What this task involves: Rewrite the rows below as a numbered list, skipping any blank lines.

Data shown:
━━━━━━━━━━━━━━━━━━━━━━━━━━━━━━

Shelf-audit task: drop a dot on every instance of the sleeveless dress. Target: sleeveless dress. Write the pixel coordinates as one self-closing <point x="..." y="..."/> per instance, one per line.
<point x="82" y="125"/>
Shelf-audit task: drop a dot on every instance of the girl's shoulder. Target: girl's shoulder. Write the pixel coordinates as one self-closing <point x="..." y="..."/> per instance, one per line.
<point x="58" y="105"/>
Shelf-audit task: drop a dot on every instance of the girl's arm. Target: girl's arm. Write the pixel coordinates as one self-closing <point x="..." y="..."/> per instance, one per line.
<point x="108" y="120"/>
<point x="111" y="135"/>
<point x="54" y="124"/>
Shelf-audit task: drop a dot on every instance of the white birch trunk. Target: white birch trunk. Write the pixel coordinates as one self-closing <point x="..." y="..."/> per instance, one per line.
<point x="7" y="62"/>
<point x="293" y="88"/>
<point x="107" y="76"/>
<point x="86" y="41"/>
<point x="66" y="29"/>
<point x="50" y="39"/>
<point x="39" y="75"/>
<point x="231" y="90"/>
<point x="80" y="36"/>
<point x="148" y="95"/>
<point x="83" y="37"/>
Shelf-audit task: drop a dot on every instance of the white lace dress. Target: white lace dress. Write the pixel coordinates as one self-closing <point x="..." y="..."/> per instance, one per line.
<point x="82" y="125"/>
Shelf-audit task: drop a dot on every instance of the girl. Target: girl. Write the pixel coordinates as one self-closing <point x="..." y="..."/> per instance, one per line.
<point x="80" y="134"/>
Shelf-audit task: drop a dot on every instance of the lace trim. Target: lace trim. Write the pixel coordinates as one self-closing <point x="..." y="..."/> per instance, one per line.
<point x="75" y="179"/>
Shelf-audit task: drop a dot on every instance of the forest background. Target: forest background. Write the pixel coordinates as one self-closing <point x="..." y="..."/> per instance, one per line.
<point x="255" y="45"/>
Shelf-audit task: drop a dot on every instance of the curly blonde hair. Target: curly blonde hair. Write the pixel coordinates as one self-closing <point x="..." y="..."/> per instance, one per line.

━━━━━━━━━━━━━━━━━━━━━━━━━━━━━━

Correct answer:
1. Shelf-audit task: drop a dot on every instance of the sleeveless dress. Target: sleeveless dress. Write the pixel coordinates as one self-closing <point x="..." y="..."/> per instance, one per line.
2. <point x="82" y="125"/>
3. Shelf-audit task: drop a dot on every instance of the girl's shoulder. Target: girl's shoulder. Write the pixel coordinates as one self-closing <point x="..." y="..."/> per instance, one per line.
4. <point x="58" y="105"/>
5. Shelf-audit task: drop a dot on every instance of the girl's arm. Target: girl's arm. Write the pixel coordinates as one self-closing <point x="..." y="..."/> per instance, one per line.
6. <point x="108" y="120"/>
7. <point x="111" y="135"/>
8. <point x="54" y="124"/>
9. Shelf-audit task: drop a dot on every instance of the white birch trunk. Target: white birch trunk. Write the pixel coordinates as one self-closing <point x="..." y="..."/> per instance, one per line.
10. <point x="7" y="62"/>
11. <point x="293" y="88"/>
12. <point x="107" y="76"/>
13. <point x="86" y="41"/>
14. <point x="66" y="29"/>
15. <point x="50" y="39"/>
16. <point x="39" y="75"/>
17. <point x="231" y="90"/>
18. <point x="80" y="36"/>
19. <point x="148" y="95"/>
20. <point x="83" y="37"/>
21. Shelf-audit task: drop a dot on every instance of the white lace dress. Target: white lace dress. Write the pixel coordinates as one self-closing <point x="..." y="..."/> per instance, one per line.
22. <point x="82" y="125"/>
23. Shelf-audit task: drop a dot on every instance of the girl. Target: girl. Write the pixel coordinates as one self-closing <point x="..." y="..."/> per instance, one per line.
24. <point x="80" y="134"/>
25. Shelf-audit task: drop a dot on every instance of the lace trim. Target: lace trim. Write the pixel coordinates as one self-closing <point x="..." y="..."/> per instance, one per line.
26. <point x="75" y="179"/>
27. Shelf-audit task: drop a dot on every instance of the forest background. Target: forest background. Write the pixel coordinates as one self-closing <point x="..." y="..."/> per instance, one per line.
28. <point x="255" y="45"/>
29. Shelf-audit task: drop a dot on every instance of the curly blonde hair. Target: curly blonde hair. Write the pixel coordinates as one self-closing <point x="..." y="..."/> per instance, one per line.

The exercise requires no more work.